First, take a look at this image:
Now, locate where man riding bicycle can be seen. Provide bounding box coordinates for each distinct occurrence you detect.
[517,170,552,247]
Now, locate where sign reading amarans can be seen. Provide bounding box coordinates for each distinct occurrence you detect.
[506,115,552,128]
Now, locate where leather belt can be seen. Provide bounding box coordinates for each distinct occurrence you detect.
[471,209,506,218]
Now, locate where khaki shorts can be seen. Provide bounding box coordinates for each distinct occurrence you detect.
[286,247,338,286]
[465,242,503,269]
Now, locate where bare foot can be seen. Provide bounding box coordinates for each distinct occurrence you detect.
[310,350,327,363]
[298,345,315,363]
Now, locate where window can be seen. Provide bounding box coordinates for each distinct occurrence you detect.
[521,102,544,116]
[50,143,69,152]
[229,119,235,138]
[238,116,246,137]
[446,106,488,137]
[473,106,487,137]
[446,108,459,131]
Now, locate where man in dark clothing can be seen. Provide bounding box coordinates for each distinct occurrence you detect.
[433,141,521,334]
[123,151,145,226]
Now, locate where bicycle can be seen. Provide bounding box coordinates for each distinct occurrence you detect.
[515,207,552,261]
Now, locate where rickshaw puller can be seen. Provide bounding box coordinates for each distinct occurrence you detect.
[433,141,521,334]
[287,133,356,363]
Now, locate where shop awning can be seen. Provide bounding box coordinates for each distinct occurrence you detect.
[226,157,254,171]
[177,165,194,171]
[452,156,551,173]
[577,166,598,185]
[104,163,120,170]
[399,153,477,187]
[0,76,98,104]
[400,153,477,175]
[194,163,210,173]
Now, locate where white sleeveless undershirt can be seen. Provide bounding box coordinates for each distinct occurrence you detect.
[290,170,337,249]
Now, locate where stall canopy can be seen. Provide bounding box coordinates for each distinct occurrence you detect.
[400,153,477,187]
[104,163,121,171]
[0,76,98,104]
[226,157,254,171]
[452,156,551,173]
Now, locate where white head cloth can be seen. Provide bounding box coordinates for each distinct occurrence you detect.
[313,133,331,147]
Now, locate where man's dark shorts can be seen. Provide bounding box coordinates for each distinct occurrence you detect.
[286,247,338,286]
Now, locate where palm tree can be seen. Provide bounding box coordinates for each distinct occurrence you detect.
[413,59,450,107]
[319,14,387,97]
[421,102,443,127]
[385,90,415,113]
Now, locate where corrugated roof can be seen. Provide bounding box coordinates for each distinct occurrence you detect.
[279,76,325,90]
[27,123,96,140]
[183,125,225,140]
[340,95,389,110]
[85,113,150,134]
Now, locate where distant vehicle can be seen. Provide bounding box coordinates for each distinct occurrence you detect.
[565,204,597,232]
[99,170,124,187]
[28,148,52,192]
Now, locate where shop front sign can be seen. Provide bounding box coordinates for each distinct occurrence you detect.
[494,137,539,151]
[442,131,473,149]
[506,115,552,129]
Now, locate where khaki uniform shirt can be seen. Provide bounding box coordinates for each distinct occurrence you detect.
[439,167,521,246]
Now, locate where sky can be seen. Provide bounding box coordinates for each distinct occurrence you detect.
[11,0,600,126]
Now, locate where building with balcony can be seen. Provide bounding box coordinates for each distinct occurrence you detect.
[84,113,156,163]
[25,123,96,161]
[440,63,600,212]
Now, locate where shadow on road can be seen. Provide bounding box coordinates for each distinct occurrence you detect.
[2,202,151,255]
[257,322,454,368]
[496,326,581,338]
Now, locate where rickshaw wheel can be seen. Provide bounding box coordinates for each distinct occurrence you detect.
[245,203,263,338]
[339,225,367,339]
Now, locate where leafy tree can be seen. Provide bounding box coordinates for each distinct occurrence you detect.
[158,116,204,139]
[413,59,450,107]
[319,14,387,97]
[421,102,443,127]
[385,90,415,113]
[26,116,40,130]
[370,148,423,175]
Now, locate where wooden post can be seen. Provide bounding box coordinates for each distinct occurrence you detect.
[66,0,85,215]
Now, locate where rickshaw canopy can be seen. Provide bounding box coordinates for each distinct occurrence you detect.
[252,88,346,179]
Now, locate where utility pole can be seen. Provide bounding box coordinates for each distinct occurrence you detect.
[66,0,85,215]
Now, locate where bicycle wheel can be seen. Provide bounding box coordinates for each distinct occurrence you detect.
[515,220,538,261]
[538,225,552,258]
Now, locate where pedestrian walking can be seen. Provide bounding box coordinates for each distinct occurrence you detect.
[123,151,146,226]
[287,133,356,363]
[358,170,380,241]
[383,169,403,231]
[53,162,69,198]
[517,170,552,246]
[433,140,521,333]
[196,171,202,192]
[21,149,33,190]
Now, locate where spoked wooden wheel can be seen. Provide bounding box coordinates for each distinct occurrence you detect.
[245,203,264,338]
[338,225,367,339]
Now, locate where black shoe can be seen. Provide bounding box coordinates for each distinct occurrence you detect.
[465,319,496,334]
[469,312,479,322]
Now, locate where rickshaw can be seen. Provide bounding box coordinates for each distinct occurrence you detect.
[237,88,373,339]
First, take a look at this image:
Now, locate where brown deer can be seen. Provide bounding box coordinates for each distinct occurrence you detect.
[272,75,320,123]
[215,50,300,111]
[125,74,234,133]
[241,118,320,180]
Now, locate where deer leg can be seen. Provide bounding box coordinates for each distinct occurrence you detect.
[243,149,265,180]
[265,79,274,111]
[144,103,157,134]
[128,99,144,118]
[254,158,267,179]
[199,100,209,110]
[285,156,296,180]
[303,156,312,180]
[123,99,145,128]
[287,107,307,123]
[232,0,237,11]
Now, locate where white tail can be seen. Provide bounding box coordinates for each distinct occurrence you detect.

┄┄┄┄┄┄┄┄┄┄┄┄┄┄┄┄┄┄┄┄

_WORK TO BE COMPLETED_
Write the material out exactly, with nothing left out.

_SOLUTION FOR THIS EXERCISE_
First, take a look at this image:
Now, locate where man riding bicycle can be seen. Provide bounding box coordinates for each distinct occurrence you detect.
[517,170,552,247]
Now, locate where sign reading amarans can be seen. Provide bounding box coordinates for each distinct occurrence you detect.
[506,115,552,128]
Now, locate where leather belt can be seen. Provide bounding box coordinates for each distinct occurrence you detect.
[471,209,506,218]
Now, locate where khaki shorts can be seen. Provide bounding box coordinates for each distinct occurrence you detect.
[286,247,338,286]
[465,242,503,269]
Now, locate where bare foot can be seen. Provide bounding box coordinates for each distinct occurrence you detect.
[310,350,327,363]
[298,345,315,363]
Now, locate where window can be seen. Provide bounding box coordinates for each distinct occurrence you detect.
[521,102,544,116]
[50,143,69,152]
[229,119,235,138]
[238,116,246,137]
[446,106,488,137]
[473,106,487,137]
[446,108,459,131]
Now, locate where man in dark clothing can be seen. Provide bounding box coordinates for each distinct occurrence you detect.
[433,141,521,334]
[123,151,145,226]
Now, locate where bicycle can be seen. Provide bounding box coordinates for each distinct occurrence you detect.
[515,207,552,261]
Now, locate where rickshaw puller can be seen. Provide bounding box coordinates for each distinct occurrence you detect.
[433,141,521,334]
[287,133,356,363]
Now, locate where shop awning can be seen. Provide bounding box coordinates for each distinct occurrence you detect.
[226,157,254,171]
[177,165,194,171]
[452,156,551,173]
[577,166,598,185]
[104,163,120,170]
[399,153,477,187]
[0,76,98,104]
[400,153,477,175]
[194,163,210,173]
Now, locate where white sleeveless undershirt can be seen. Provide bounding box coordinates for each distinct occurrence you detect.
[290,170,337,249]
Now, locate where stall canopy can be seen. Provide bounding box coordinates for each distinct occurrence you detect.
[400,153,477,187]
[104,163,121,171]
[0,76,98,104]
[226,157,254,171]
[452,156,551,173]
Now, locate where white head cloth can be seen. Provide bounding box coordinates for each distinct occurrence you detect.
[313,133,331,147]
Now, locate where man's dark shorts can be seen. Provide bounding box coordinates for each distinct occurrence you detect.
[286,247,338,286]
Now, locate where palm tree can be seen. Provide bounding box coordinates for each distinct occurrence you detect.
[413,59,450,107]
[319,14,387,97]
[421,102,443,127]
[385,90,415,113]
Now, locate where corrugated roof can be seen. Provide bounding box coordinates for each distinct occurrence you detect.
[279,76,325,90]
[27,123,96,140]
[183,125,225,140]
[340,95,389,110]
[85,113,150,134]
Now, locate where distant vehicle can be seen. Provide bounding box coordinates for each distinct occurrence you detect.
[565,204,597,232]
[99,170,124,187]
[28,148,52,192]
Now, locate where shop front sign can be seen. Provide bounding box coordinates for each distinct occurrence you detect.
[494,137,539,151]
[442,131,473,149]
[506,115,552,129]
Now, locate where khaki uniform shirt can be seen. Provide bounding box coordinates for each distinct occurrence you detect.
[439,167,521,246]
Now, locate where sky can be seen. Provide bounding box coordinates for each distinct occurrence you detect.
[11,0,600,126]
Now, locate where building with balcony can be seen. Provide bounding box coordinates for each distinct occurrence you detect.
[84,113,156,163]
[25,123,96,161]
[440,63,600,212]
Now, locate where shadow on road can be seen. Provide bounding box coordinates for each distinct occurrence you detect.
[2,202,151,255]
[257,322,454,368]
[496,326,581,338]
Now, locate where rickshaw wheel can be seen. Provide bounding box coordinates for each distinct occurrence you detect.
[245,203,263,338]
[339,225,367,339]
Now, locate where leafy tree can be seen. Provide bounding box coordinates for each distinct occurrence you detect.
[158,116,204,139]
[413,59,450,107]
[319,14,387,97]
[421,102,443,127]
[385,90,415,113]
[26,116,40,130]
[370,148,423,175]
Now, locate where wooden post can be seen. Provide bounding box coordinates for each distinct occurrence you detect.
[66,0,85,215]
Now, locate where rickshaw canopy can be seen. Provide bounding box coordinates for each distinct occurrence you detect.
[252,88,346,179]
Now, locate where utility pole can be seen. Provide bounding box coordinates for each distinct occurrence you detect.
[66,0,85,215]
Now, locate where bicycle wheel can be seen. Provide bounding box coordinates for each distinct occurrence you detect.
[515,220,538,261]
[538,225,552,258]
Now, locate where pedestrian walking can be seen. Provide bounding box coordinates for each distinct occurrence you detect.
[123,151,146,226]
[287,133,356,363]
[358,170,380,241]
[383,169,403,231]
[53,162,69,198]
[517,170,552,246]
[433,140,521,333]
[196,171,202,192]
[21,149,33,190]
Now, locate where spoked wooden wheel can be seen. Provide bounding box coordinates for each distinct occurrence you detect.
[245,203,264,338]
[338,225,367,339]
Now, locate where black shoe can be seen. Provide bounding box coordinates for each distinct occurrence you detect.
[465,319,496,334]
[469,312,479,322]
Now, locate where rickshaw can be seen. Provide bounding box coordinates for each distinct occurrence you detect.
[237,88,373,339]
First, take a look at this image:
Now, locate where brown deer can be seen. Provide bounding box coordinates for each distinct occurrence you detect.
[272,75,320,123]
[215,50,300,111]
[125,74,234,133]
[241,118,320,180]
Now, locate where deer leg can be seen. Provide bounding box coordinates for each distinct occurrence you detect.
[243,149,265,180]
[265,79,274,111]
[144,103,157,134]
[128,99,144,118]
[254,158,267,179]
[199,100,209,110]
[285,156,296,180]
[303,156,312,180]
[123,99,145,128]
[287,107,307,123]
[232,0,237,11]
Now, locate where white tail can be seen. Provide bounding box coordinates for each distinct occurrence you detect.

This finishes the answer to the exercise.